> **Written tasks**:
1. Do these statements agree with the initramfs thread below? Answer yes or no for each, and quote the words of the thread that decide it.
(a) The writer would rather have the asynchronous case on by default.
(b) The writer thinks write_buffer() is likely a big part of the costs.
(c) The writer calls a simple switch() statement the normal way to write that code.
2. In the initramfs thread below, what does the writer assume the main costs are?
3. Which names in the initramfs thread below are followed by empty parentheses? List each name once.
* BEGIN Passage given *
On Tue, Mar 9, 2021 at 1:17 PM Rasmus Villemoes
<[email protected]> wrote:
>
> So add an initramfs_async= kernel parameter, allowing the main init
> process to proceed to handling device_initcall()s without waiting for
> populate_rootfs() to finish.

I like this smaller second version of the patch, but am wondering why
we even need the parameter.

It sounds mostly like a "maybe I didn't think of all cases" thing -
and one that will mean that this code will not see a lot of actual
test coverage..

And because of the lack of test coverage, I'd rather reverse the
meaning, and have the async case on by default (without even the
Kconfig option), and have the kernel command line purely as a "oops,
it's buggy, easy to ask people to test if this is what ails them".

What *can* happen early boot outside of firmware loading and usermodehelpers?

Hmm?

Linus

2021-03-09 22:18:35

by Linus Torvalds

[permalink] [raw]
Subject: Re: [PATCH v2 1/2] init/initramfs.c: allow asynchronous unpacking

On Tue, Mar 9, 2021 at 1:17 PM Rasmus Villemoes
<[email protected]> wrote:
>
> So add an initramfs_async= kernel parameter, allowing the main init
> process to proceed to handling device_initcall()s without waiting for
> populate_rootfs() to finish.

Oh, and a completely unrelated second comment about this: some of the
initramfs population code seems to be actively written to be slow.

For example, I'm not sure why that write_buffer() function uses an
array of indirect function pointer actions. Even ignoring the whole
"speculation protections make that really slow" issue that came later,
it seems to always have been actively (a) slower and (b) more complex.

The normal way to do that is with a simple switch() statement, which
makes the compiler able to do a much better job. Not just for the
state selector - maybe it picks that function pointer approach, but
probably these days just direct comparisons - but simply to do things
like inline all those "it's used in one place" cases entirely. In
fact, at that point, a lot of the state machine changes may end up
turning into pure goto's - compilers are sometimes good at that
(because state machines have often been very timing-critical).

Is that likely to be a big part of the costs? No. I assume it's the
decompression and the actual VFS operations. But when the series is
about how this all takes a long time, and I go "that code really looks
actively pessimally written", maybe it would be a good thing to look
into it?
* END Passage given *
* BEGIN Available data *
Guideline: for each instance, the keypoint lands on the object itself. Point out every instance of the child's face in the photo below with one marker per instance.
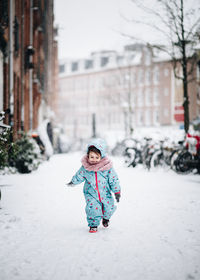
(93, 157)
* END Available data *
> **Solved tasks**:
1.
(a) Yes: "I'd rather reverse the meaning, and have the async case on by default"
(b) No: "Is that likely to be a big part of the costs? No."
(c) Yes: "The normal way to do that is with a simple switch() statement"

2. The decompression and the actual VFS operations.

3.
device_initcall
populate_rootfs
write_buffer
switch